▸ **Text passage**:
....................

However, the competition has had many secondary sponsors that invest in the tournament as well. Many of these sponsors are nationally based but have expanded to other nations. Nike supplies the official match ball, as they do for all other CONMEBOL competitions. Embratel, a brand of Telmex, is the only telecommunications sponsor of the tournament. Individual clubs may wear jerseys with advertising, even if such sponsors conflict with those of the Copa Sudamericana.
Clubs in the Copa Sudamericana receive $400,000 for qualifying for the competition. Afterwards, each club earns $90,000 per home match. That amount is derived from television rights and stadium advertising. In addition, CONMEBOL pays $500,000 to the winners.
Records and statistics
Claudio Morel Rodríguez is the only player to have won three Copa Sudamericana winners' medals. The overall top goalscorer in Copa Sudamericana history is Eduardo Vargas, scorer of 11 goals. Vargas also holds the record for the most goals scored in a single Copa Sudamericana. All his 11 goals were scored in the 2011 tournament.

....................

▸ **Dataset extract**:
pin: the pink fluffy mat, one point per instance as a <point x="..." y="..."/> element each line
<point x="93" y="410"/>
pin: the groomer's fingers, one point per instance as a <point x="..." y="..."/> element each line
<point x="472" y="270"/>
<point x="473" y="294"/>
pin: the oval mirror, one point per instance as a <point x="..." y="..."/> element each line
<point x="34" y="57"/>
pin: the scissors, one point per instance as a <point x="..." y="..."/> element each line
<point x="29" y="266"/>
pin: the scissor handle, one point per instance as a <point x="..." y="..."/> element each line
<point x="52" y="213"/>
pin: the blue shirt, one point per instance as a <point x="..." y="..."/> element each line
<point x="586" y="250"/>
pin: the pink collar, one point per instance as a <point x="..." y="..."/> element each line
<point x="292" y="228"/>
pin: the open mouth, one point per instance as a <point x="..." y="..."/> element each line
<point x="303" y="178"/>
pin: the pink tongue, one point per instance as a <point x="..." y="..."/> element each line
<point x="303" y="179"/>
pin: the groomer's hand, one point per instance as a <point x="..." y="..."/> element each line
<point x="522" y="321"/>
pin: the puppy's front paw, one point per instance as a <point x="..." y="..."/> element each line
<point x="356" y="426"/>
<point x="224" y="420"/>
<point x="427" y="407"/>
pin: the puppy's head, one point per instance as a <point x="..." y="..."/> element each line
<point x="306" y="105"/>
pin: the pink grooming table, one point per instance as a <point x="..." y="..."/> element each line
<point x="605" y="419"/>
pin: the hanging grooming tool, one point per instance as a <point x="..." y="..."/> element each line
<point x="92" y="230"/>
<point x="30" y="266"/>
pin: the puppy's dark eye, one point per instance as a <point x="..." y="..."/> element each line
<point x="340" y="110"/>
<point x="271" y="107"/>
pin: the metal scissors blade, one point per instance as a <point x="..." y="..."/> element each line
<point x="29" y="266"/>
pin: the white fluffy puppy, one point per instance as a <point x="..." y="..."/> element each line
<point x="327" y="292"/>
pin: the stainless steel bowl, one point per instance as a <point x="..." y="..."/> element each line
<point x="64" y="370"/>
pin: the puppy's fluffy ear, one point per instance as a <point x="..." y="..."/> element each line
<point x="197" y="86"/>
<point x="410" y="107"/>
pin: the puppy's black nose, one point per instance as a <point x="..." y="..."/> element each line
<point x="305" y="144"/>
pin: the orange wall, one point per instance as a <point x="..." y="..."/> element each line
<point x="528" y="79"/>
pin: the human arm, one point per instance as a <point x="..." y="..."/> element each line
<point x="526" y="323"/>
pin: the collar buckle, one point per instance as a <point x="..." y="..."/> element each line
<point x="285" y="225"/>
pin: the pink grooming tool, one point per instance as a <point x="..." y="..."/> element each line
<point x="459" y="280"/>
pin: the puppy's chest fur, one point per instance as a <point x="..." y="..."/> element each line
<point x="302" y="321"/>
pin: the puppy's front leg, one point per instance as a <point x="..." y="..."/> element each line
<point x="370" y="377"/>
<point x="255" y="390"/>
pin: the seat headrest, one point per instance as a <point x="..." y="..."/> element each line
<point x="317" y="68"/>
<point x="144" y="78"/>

....................

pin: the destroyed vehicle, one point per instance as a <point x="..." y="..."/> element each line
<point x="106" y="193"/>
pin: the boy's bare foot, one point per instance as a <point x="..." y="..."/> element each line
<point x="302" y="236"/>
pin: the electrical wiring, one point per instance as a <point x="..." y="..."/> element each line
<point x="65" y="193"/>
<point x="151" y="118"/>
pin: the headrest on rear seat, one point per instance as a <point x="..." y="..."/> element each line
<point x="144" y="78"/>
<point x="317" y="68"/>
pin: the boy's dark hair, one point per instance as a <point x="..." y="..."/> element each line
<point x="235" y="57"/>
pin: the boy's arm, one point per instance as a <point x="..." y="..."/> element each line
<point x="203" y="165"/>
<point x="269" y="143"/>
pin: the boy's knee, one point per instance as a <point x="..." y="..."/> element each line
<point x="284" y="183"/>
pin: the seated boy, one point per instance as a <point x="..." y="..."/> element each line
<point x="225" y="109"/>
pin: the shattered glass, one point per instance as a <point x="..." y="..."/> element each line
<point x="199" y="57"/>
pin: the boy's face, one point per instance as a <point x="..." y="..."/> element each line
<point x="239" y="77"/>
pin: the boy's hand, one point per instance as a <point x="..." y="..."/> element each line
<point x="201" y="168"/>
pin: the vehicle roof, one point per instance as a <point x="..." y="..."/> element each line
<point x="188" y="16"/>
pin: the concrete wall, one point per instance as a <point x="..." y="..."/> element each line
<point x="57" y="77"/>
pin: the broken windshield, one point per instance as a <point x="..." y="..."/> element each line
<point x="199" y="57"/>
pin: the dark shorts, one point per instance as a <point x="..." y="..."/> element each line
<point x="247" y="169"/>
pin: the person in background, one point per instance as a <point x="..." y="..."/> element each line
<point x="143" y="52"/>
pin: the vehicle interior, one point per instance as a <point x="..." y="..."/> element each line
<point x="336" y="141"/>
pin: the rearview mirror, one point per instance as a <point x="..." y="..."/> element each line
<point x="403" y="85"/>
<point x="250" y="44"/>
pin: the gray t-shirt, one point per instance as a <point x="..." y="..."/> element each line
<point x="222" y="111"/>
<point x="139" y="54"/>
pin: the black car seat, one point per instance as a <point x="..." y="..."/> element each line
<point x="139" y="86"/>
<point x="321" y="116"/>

....................

▸ **Exercise instructions**:
a – Transcribe part of the Copa Sudamericana passage word for word: begin at the words "However, the competition" and stop after the words "to the winners.".
b – Write the next part of the Copa Sudamericana passage, picking up after its final sentence.
The material plays no part in this work.

▸ **Answers**:
a –
However, the competition has had many secondary sponsors that invest in the tournament as well. Many of these sponsors are nationally based but have expanded to other nations. Nike supplies the official match ball, as they do for all other CONMEBOL competitions. Embratel, a brand of Telmex, is the only telecommunications sponsor of the tournament. Individual clubs may wear jerseys with advertising, even if such sponsors conflict with those of the Copa Sudamericana.
Clubs in the Copa Sudamericana receive $400,000 for qualifying for the competition. Afterwards, each club earns $90,000 per home match. That amount is derived from television rights and stadium advertising. In addition, CONMEBOL pays $500,000 to the winners.

b –
No coach has won the tournament more than once. All Copa Sudamericana winning head coaches were natives of the country they coached to victory except for Jorge Fossati and Jorge Sampaoli. Fossati, from Uruguay, coached Ecuadorian club LDU Quito to triumph in 2009, while Sampaoli, from Argentina, coached Chilean club Universidad de Chile to triumph in 2011. Mexican manager Enrique Meza coached Pachuca to win the 2006 edition, the only non-South American manager to win the title.
As of the end of the 2009 tournament, San Lorenzo has played 32 matches, the most by any team. LDU Quito have scored the most goals, netting 57. LDU Quito is the only team to be in the semifinals four times, 2004, 2009, 2010, 2011.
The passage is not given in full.